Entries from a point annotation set

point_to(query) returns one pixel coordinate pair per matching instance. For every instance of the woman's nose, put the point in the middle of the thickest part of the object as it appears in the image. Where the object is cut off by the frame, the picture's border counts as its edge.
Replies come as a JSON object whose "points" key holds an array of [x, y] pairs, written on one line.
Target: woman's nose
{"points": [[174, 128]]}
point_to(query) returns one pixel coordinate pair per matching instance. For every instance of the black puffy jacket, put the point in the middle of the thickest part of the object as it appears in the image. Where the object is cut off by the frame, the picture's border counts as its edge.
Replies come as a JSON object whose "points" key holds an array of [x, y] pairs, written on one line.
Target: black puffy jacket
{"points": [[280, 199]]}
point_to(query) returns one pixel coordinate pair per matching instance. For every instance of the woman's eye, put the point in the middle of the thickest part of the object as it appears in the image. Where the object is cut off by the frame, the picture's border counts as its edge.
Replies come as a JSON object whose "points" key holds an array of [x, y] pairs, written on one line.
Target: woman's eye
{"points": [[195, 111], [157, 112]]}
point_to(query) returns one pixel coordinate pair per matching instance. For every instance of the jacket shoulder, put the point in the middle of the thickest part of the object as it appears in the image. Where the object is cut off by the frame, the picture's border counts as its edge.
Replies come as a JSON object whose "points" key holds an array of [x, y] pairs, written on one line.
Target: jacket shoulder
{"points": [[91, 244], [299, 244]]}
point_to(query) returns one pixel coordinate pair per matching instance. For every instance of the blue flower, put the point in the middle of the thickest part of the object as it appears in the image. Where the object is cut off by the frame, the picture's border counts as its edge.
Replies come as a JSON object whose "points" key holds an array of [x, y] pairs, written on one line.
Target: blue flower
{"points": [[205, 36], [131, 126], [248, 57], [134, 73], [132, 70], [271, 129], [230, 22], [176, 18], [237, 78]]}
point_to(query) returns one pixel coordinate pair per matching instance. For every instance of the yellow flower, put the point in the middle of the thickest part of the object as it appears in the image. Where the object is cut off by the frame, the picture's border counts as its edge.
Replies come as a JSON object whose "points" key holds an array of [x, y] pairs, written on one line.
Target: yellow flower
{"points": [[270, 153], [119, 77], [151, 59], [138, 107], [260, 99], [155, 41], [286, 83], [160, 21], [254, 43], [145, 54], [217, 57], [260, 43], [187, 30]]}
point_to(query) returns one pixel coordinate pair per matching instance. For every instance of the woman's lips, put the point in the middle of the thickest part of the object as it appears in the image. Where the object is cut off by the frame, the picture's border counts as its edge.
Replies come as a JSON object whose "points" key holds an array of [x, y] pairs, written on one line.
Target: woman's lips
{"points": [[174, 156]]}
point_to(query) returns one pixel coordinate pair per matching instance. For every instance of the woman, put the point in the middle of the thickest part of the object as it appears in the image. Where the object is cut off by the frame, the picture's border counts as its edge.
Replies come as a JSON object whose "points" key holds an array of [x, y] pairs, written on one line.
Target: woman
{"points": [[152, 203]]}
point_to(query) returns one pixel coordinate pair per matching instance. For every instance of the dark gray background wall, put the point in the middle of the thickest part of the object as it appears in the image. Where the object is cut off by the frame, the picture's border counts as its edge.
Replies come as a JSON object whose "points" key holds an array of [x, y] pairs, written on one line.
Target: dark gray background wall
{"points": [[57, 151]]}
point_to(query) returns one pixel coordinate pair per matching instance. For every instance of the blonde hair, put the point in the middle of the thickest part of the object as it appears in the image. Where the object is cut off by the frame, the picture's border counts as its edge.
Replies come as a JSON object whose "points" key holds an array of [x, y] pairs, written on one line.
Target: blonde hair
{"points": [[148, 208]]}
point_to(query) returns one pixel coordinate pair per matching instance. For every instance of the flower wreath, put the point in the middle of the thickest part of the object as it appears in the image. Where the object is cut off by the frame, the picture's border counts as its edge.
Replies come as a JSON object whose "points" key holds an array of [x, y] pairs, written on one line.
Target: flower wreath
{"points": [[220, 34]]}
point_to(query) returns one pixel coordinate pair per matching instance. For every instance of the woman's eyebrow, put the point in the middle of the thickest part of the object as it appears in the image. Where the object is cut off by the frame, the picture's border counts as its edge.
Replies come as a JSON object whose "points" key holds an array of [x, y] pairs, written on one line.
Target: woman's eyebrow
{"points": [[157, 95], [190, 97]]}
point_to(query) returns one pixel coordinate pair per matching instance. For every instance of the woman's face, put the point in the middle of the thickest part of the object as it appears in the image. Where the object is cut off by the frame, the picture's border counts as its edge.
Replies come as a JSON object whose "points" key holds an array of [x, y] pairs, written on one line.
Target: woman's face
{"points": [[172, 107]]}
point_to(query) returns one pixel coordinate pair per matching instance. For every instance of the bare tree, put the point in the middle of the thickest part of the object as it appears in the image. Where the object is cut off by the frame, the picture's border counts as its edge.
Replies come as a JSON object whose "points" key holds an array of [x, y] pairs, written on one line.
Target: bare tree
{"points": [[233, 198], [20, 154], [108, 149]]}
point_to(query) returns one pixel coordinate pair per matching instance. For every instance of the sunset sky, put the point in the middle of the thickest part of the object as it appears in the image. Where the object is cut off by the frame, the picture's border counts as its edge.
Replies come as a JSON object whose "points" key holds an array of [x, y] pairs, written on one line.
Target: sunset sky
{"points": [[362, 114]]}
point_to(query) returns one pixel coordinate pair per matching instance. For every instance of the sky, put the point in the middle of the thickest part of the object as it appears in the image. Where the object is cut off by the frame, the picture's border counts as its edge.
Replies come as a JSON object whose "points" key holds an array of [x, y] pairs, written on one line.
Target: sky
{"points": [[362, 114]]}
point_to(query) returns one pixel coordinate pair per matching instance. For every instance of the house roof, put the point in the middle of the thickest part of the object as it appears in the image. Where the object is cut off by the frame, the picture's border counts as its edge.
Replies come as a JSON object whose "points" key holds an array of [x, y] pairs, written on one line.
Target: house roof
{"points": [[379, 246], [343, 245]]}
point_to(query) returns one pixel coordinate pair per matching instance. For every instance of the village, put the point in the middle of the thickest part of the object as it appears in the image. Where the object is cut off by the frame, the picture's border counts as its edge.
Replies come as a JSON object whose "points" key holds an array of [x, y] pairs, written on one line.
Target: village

REQUEST:
Can you copy out, word for word, the stretch of the material above that begins with the line containing "the village, put" and continues through the end of the material?

FINAL RESULT:
point_to(query) returns one pixel coordinate pair per matching instance. For every instance of the village, put the point in the middle of the thickest part of the object as it appears in the image. Where the object is cut off by the frame, the picture's border counts as its edge.
Replies come as a JSON object whose "points" key holds an array of [x, y] pairs, written on one line.
Target: village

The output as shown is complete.